#### ABOUT THIS TASK
Write out the data once more, exactly as it reads.

#### DATASET CONTENT
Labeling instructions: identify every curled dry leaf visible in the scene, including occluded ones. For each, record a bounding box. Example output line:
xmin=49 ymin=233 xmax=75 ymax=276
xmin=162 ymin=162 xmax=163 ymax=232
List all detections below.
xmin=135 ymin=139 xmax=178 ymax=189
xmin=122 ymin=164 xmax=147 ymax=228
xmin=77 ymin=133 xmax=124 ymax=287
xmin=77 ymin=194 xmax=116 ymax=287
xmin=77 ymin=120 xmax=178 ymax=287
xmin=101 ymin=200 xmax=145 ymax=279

#### RESULT OF THE EXERCISE
Labeling instructions: identify every curled dry leaf visible in the scene, including occluded ones. For each, record a bounding box. Example output line:
xmin=49 ymin=233 xmax=75 ymax=276
xmin=162 ymin=162 xmax=163 ymax=232
List all detections below.
xmin=135 ymin=139 xmax=178 ymax=189
xmin=122 ymin=164 xmax=147 ymax=228
xmin=77 ymin=133 xmax=124 ymax=287
xmin=77 ymin=194 xmax=116 ymax=287
xmin=77 ymin=120 xmax=178 ymax=287
xmin=101 ymin=200 xmax=145 ymax=279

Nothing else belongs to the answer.